Instructions to follow>
Format the listing below as a two-column CSV with the header instruction,output. Put each entry's text under instruction and its answer under output, one row per entry, with every field in double quotes and all line breaks replaced by spaces.

Stored data>
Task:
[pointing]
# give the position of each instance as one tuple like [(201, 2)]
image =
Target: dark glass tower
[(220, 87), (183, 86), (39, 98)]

Exercise result>
instruction,output
"Task: [pointing] # give the position of each instance as one tuple like [(201, 2)] image = Target: dark glass tower","[(220, 87), (183, 86), (39, 98)]"